__WHAT YOU SHOULD DO__: Extract the lines below word for word, beginning with the line that contains "like [(104, 239)]." and continuing through the line that contains "[(102, 373)]", with both of those lines included.

═══ DATASET

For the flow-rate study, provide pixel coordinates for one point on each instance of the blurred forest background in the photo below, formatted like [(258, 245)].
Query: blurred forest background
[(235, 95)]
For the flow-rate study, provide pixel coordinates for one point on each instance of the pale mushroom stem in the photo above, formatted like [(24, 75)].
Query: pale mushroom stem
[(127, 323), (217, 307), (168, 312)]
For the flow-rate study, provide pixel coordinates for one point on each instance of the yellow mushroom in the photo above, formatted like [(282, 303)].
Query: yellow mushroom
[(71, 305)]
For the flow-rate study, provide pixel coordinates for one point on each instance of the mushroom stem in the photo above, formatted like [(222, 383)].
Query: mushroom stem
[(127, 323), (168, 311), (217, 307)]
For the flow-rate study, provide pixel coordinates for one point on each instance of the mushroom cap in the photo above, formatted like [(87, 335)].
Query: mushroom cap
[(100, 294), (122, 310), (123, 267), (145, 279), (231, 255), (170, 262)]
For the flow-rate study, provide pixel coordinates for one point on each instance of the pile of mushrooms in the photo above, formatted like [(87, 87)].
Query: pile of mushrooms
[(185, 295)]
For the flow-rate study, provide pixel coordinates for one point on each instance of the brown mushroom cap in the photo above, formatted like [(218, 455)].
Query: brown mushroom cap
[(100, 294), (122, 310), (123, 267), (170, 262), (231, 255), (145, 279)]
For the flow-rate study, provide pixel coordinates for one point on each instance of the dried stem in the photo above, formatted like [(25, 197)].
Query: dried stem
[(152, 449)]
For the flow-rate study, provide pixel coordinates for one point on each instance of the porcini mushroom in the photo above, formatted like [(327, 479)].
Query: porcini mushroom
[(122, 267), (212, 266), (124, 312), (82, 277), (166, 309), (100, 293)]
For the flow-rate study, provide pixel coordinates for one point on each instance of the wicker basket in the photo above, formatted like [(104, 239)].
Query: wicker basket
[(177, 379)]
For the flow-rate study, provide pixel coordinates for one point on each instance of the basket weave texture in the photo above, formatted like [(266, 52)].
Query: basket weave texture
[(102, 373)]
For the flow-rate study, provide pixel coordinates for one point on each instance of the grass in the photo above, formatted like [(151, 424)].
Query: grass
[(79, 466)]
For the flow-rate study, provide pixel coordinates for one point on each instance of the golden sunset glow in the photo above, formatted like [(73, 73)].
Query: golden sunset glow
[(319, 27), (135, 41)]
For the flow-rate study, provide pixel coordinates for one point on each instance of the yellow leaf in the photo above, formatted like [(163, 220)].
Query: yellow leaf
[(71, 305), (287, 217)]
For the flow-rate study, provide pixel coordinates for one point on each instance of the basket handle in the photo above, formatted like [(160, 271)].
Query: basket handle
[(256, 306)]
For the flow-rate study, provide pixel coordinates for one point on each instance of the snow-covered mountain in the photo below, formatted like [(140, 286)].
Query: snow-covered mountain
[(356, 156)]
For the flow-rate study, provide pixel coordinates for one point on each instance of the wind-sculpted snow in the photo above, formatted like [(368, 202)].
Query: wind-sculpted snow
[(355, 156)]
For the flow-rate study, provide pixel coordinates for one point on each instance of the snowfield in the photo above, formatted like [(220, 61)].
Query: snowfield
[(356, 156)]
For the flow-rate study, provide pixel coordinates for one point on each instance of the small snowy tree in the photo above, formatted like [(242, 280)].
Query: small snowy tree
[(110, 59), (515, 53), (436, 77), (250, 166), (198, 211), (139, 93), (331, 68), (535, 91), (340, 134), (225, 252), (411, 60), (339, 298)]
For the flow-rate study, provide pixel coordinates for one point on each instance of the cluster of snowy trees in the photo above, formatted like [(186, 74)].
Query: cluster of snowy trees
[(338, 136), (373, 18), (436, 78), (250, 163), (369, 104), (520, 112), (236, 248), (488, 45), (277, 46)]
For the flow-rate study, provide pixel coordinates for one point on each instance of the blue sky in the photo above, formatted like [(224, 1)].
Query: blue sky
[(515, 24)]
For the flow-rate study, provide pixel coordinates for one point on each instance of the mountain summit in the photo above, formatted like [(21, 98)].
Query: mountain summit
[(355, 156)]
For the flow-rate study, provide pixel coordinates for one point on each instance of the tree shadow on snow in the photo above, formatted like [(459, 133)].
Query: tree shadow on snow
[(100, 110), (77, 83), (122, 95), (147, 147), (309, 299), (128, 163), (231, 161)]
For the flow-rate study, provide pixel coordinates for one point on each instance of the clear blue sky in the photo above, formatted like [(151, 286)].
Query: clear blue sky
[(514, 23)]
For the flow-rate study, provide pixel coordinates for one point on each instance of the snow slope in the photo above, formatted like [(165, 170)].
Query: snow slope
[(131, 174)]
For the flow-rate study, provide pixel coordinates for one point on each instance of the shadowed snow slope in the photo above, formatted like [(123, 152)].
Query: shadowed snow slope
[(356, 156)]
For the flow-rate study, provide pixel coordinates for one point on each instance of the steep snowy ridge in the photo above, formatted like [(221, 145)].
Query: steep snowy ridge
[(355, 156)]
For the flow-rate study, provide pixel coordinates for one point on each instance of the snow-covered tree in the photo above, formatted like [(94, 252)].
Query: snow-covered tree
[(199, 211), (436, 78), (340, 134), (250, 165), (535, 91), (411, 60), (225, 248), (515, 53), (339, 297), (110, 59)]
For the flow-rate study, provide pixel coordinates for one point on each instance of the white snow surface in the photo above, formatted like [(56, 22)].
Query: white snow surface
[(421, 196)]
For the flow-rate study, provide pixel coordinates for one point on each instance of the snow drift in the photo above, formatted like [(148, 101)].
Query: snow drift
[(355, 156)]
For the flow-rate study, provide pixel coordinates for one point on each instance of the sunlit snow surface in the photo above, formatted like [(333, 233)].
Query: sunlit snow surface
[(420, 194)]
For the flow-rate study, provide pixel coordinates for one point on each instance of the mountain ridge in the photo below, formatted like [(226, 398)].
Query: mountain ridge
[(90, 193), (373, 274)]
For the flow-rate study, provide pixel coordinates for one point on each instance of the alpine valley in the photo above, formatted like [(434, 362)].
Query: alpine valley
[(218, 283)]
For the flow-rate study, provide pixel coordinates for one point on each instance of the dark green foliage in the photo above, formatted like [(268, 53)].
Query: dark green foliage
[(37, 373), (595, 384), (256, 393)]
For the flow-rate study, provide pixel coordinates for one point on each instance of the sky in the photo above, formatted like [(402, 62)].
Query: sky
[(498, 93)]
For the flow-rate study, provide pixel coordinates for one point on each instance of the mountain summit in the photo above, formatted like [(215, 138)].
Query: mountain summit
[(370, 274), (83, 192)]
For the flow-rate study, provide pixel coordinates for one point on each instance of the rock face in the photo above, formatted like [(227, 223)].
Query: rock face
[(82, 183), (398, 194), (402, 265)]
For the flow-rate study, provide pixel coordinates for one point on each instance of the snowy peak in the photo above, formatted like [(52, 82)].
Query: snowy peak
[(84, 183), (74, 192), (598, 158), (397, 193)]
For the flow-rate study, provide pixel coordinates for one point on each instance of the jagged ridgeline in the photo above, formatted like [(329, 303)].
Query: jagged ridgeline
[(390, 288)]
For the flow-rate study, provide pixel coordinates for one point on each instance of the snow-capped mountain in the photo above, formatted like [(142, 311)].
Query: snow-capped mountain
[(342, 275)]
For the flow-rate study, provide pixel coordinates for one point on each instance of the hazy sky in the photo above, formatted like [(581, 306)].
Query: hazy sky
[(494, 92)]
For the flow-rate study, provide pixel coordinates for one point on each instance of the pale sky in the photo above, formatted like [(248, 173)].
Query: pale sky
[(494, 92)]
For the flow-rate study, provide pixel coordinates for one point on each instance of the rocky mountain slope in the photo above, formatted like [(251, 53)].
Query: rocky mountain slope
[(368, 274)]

══════

__RESPONSE TO THIS TASK__:
For the flow-rate study, provide pixel coordinates for one point on each instance of the wicker basket in the photo above, formatted like [(104, 239)].
Query: wicker basket
[(177, 379)]
For the flow-rate study, provide pixel coordinates for one point on each instance of the basket weave texture in the photo above, formatted like [(266, 52)].
Query: basket weave texture
[(102, 373)]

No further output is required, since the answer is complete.